Task directions = According to the text on blues sites along Highway 61, what building houses the Delta Blues Museum in Clarksdale?
*** Extracted text ***
From his office at the welcome center, Canter can look out and see one of the roadside markers detailing Highway 61’s significance in blues history. Tunica is the first town you’ll reach as you travel southward from Memphis and was a historic stop for people traveling into or out of the Delta. Today, locals are proud of the role the town played in the development of the blues.
“We’re in the midst of a massive renovation of our welcome center,” Canter said. “We’re going to put a blues museum here that will wrap around our building. It’s going to have the artifacts and exhibits that had been part of a blues museum at the Horseshoe Casino.”
As part of the renovation, the CVB is also moving a historic train depot from south of town and setting it up as a new Gateway to the Blues Welcome Center, where groups can stop for rest and information.
They can go to the blues museum from there, or they can continue on to sites like the Tunica River Park, a public park and education center on the Mississippi River that is being outfitted to host a series of traveling museum exhibits about the blues.
Most groups that visit Tunica drop in at one of the nine casinos in the area, all operated by Las Vegas companies. Newly relaunched in December, Harrah’s Roadhouse Casino gives a down-home feel to the property that was formerly the Sheraton Casino.
www.tunicatravel.com
Clarksdale
The next stop is Clarksdale, a town that was at the epicenter of blues development in the 1920s, 1930s and 1940s. Blues luminaries such as Charlie Patton, Robert Johnson, Muddy Waters and John Lee Hooker made their homes in Clarksdale; today, the city is also home to the Delta Blues Museum, the foremost cultural institution dealing with the area’s musical history.
The museum is housed in a former freight depot, built in 1918 to serve the needs of the Yazoo and Mississippi Valley Railroad. Since 1979, it has served as a blues museum, with memorabilia and artifacts linked to some of the greatest names in music.
“We have a B.B. King ‘Lucille’ guitar, and Big Joe Williams’ guitar,” said Shelly Ritter, the museum’s director. “We have some old Stella guitars, which were the instruments of choice for early blues musicians.”
*** Source data ***
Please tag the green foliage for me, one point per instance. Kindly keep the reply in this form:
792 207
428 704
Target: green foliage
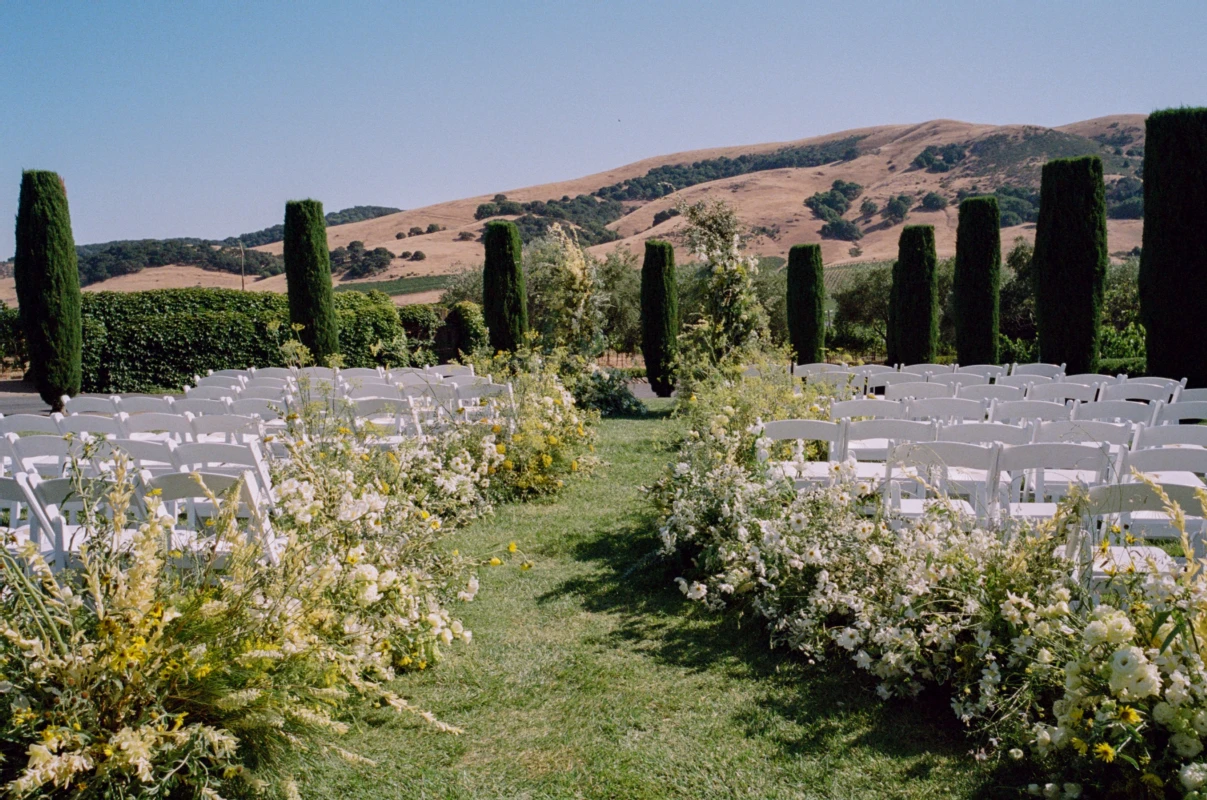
***
Reply = A former freight depot built in 1918 for the Yazoo and Mississippi Valley Railroad.